## Work to complete:
Each record below must be reproduced exactly as it reads, with its images omitted.

==== Given entries

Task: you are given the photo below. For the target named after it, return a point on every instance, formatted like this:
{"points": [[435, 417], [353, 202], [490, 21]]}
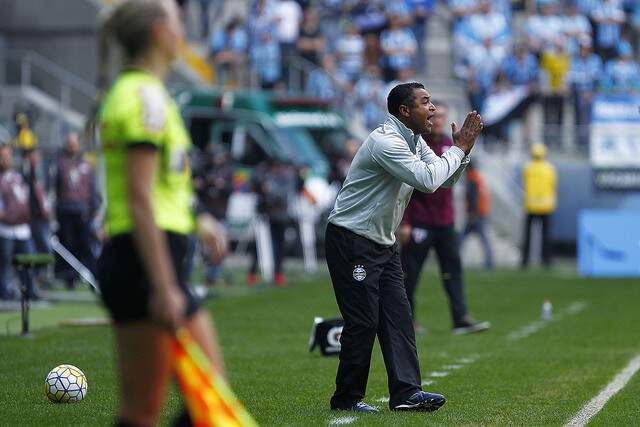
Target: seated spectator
{"points": [[521, 68], [543, 29], [261, 18], [288, 15], [349, 52], [25, 139], [15, 233], [368, 16], [489, 25], [484, 30], [311, 42], [609, 18], [398, 46], [400, 9], [421, 11], [461, 10], [229, 52], [554, 63], [622, 75], [584, 75], [575, 26], [370, 91], [266, 61], [324, 83]]}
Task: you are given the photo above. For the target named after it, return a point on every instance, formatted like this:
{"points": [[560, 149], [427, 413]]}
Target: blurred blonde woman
{"points": [[149, 217]]}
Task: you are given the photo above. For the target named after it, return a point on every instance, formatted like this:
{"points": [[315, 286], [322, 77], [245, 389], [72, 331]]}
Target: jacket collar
{"points": [[406, 133]]}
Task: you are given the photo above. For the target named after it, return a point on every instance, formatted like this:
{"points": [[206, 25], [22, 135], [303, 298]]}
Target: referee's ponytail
{"points": [[129, 24]]}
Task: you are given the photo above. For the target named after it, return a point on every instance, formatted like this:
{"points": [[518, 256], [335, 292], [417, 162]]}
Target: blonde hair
{"points": [[129, 24]]}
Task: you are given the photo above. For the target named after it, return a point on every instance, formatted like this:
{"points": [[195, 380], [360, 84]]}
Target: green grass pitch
{"points": [[521, 372]]}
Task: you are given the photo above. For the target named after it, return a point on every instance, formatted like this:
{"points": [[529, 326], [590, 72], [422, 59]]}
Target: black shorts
{"points": [[124, 283]]}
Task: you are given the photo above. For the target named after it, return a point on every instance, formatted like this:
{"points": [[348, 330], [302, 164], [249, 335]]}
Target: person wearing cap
{"points": [[584, 78], [622, 75], [540, 191]]}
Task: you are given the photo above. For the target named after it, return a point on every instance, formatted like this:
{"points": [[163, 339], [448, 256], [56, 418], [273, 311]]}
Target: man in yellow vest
{"points": [[539, 180]]}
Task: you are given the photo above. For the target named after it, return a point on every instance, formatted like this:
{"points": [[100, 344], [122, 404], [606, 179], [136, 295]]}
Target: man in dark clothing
{"points": [[77, 202], [15, 234], [275, 184], [429, 222], [40, 212], [478, 203], [362, 252]]}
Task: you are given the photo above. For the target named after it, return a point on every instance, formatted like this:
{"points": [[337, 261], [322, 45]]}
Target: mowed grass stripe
{"points": [[540, 380]]}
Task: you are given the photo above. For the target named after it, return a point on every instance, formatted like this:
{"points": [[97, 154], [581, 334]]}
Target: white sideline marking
{"points": [[597, 403], [342, 421], [533, 327], [453, 367]]}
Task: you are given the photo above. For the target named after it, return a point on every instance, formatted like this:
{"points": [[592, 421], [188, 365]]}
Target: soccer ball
{"points": [[65, 383]]}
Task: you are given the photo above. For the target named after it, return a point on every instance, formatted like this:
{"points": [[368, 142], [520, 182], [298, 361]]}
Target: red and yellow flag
{"points": [[209, 399]]}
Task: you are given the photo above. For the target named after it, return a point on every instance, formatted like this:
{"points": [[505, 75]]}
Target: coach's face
{"points": [[418, 117]]}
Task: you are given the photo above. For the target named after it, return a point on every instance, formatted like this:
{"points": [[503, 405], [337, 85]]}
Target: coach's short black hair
{"points": [[402, 94]]}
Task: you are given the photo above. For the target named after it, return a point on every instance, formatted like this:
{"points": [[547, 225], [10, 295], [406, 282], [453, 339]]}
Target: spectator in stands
{"points": [[372, 51], [288, 15], [429, 222], [399, 47], [521, 68], [40, 213], [400, 9], [584, 77], [575, 27], [261, 18], [15, 234], [325, 82], [371, 95], [554, 63], [77, 203], [266, 61], [368, 16], [609, 18], [489, 28], [229, 52], [213, 182], [478, 206], [622, 74], [311, 43], [349, 52], [421, 11], [275, 183], [213, 186], [462, 9], [540, 192], [25, 139], [543, 29]]}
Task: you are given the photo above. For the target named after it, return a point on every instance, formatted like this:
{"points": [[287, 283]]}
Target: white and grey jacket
{"points": [[389, 164]]}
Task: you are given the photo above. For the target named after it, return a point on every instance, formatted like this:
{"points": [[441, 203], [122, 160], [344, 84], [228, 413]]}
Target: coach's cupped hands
{"points": [[465, 137]]}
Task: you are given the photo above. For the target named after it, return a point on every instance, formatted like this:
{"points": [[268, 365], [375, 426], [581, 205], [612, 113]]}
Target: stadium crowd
{"points": [[351, 52]]}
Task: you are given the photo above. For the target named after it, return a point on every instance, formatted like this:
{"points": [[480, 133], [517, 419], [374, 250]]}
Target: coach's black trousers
{"points": [[367, 281], [445, 241]]}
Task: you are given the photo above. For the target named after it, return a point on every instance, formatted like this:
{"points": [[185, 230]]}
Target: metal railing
{"points": [[28, 68]]}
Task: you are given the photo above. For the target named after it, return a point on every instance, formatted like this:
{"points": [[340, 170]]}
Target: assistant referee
{"points": [[362, 253]]}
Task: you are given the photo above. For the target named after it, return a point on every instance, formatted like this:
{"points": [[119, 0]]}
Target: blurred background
{"points": [[278, 95]]}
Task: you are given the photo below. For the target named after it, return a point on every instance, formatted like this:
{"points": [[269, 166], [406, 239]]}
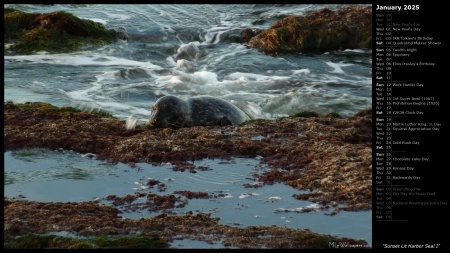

========

## Output:
Task: you are given the photo below. For the target named after it, return a point on every instance, formatted like this:
{"points": [[435, 417], [353, 202], [490, 21]]}
Target: seated spectator
{"points": [[521, 68], [543, 29], [261, 18], [288, 15], [349, 52], [25, 139], [15, 233], [368, 16], [489, 25], [484, 30], [311, 42], [609, 18], [398, 46], [400, 9], [421, 11], [461, 10], [229, 52], [554, 63], [622, 75], [584, 75], [575, 26], [370, 91], [266, 61], [324, 83]]}
Task: you are given the photo above. For the target named after it, return a point on every instance, formatted like this:
{"points": [[560, 149], [427, 413]]}
Target: blurred blonde woman
{"points": [[149, 217]]}
Task: you are given the photo above. For the target named after it, return a point on every instance, formatted like this:
{"points": [[315, 286], [322, 77], [245, 389], [72, 331]]}
Target: jacket collar
{"points": [[406, 133]]}
Task: you are given the photo above. For the target named after it, return a point on every instance, formatted like this:
{"points": [[206, 25], [22, 135], [303, 298]]}
Target: referee's ponytail
{"points": [[129, 24]]}
Task: you are given the photo above. For the target named after it, return a point on every instance, formatted like this:
{"points": [[518, 256], [335, 292], [417, 162]]}
Target: blonde hair
{"points": [[129, 24]]}
Task: you are given the photo above. For the target named after it, return a point on every instance, formatted like this:
{"points": [[195, 380], [360, 84]]}
Target: green grass pitch
{"points": [[521, 372]]}
Task: you are given the photo above. For the target named after it, return a point on every instance, formatted like this:
{"points": [[529, 326], [590, 72], [422, 59]]}
Target: black shorts
{"points": [[124, 283]]}
Task: you are given the photo above. For the target named after it, return a point on every instance, formatted like this:
{"points": [[348, 330], [302, 164], [249, 335]]}
Target: person wearing cap
{"points": [[584, 78], [622, 75], [540, 191]]}
Task: you are given the photo above. For the target named after it, return a point on every instance, formatted like this:
{"points": [[163, 339], [448, 256], [56, 418], [273, 311]]}
Target: man in yellow vest
{"points": [[539, 180]]}
Task: you are given the photo above. For the target named after it, return a point on every instance, formatted like this:
{"points": [[100, 344], [122, 404], [606, 179], [136, 295]]}
Target: man in dark clothing
{"points": [[77, 202], [15, 234], [275, 184], [429, 222], [40, 212], [478, 203], [362, 252]]}
Task: you are given the photo above. For the target named after it, return a point on every instance, formatted like this:
{"points": [[337, 261], [322, 45]]}
Target: mowed grass stripe
{"points": [[540, 380]]}
Task: you are given the photo above. For the target named after it, return a point on every instance, formatted like this:
{"points": [[97, 154], [581, 334]]}
Target: white sideline marking
{"points": [[597, 403], [342, 421], [533, 327], [453, 367]]}
Task: you are given the photo above. For the target named after it, return a point on every instance, formatted like this:
{"points": [[592, 421], [188, 365]]}
Target: soccer ball
{"points": [[65, 383]]}
Task: you are given the photo above. For the target named after it, return a point on every instance, formatted like this:
{"points": [[368, 142], [520, 182], [298, 361]]}
Target: red and yellow flag
{"points": [[209, 399]]}
Task: you are given the photo above. For the target named after it, return a point on every instance, formatted like this:
{"points": [[505, 75]]}
Target: coach's face
{"points": [[418, 117]]}
Task: you are given the photo above. For the target named after it, return a point on every instance, formatted like this:
{"points": [[503, 405], [337, 85]]}
Target: coach's short black hair
{"points": [[402, 94]]}
Task: you are given the photo above. For the target named after it, return a point on every instance, formatted like this:
{"points": [[547, 225], [10, 295], [406, 282], [453, 339]]}
Target: spectator in stands
{"points": [[372, 51], [288, 15], [429, 222], [399, 47], [521, 68], [40, 213], [400, 9], [584, 77], [575, 27], [261, 18], [15, 234], [325, 82], [371, 95], [554, 63], [77, 203], [266, 61], [368, 16], [609, 18], [489, 28], [229, 52], [213, 182], [478, 206], [622, 74], [311, 43], [349, 52], [421, 11], [275, 183], [213, 186], [462, 9], [540, 192], [25, 139], [543, 29]]}
Task: you are given the photo above. For the target named after it, return a point on every instance, formatted like this:
{"points": [[287, 283]]}
Target: white and grey jacket
{"points": [[389, 164]]}
Task: you are given the photo above. For the target named after it, return a point on every instance, formatted like this:
{"points": [[441, 203], [122, 160], [344, 84], [228, 413]]}
Target: coach's cupped hands
{"points": [[465, 137]]}
Task: you are given the photo above. For the target named after it, return a point on every instance, formatted like this:
{"points": [[268, 365], [375, 426], [581, 205], [612, 113]]}
Target: stadium crowd
{"points": [[351, 52]]}
Task: you are given the photo above. For the target named after it, return a point on every instance, formatted like this:
{"points": [[480, 133], [517, 419], [374, 250]]}
Target: coach's black trousers
{"points": [[367, 281], [445, 241]]}
Task: you are given the photo above. For the target named after it, return a point on every instance, formatted like this:
{"points": [[185, 230]]}
Target: metal railing
{"points": [[28, 68]]}
Task: you are given the photo above. For the target named after it, return a point on every instance, formatted like this:
{"points": [[340, 170]]}
Target: assistant referee
{"points": [[362, 253]]}
Task: you are given the photo above. For the target named after it, return a point on every instance, formatted like this:
{"points": [[119, 0]]}
Target: blurred background
{"points": [[278, 95]]}
Task: you are given the photo below. For the target named after it, return a point on every instance, formatted like this:
{"points": [[269, 166], [406, 239]]}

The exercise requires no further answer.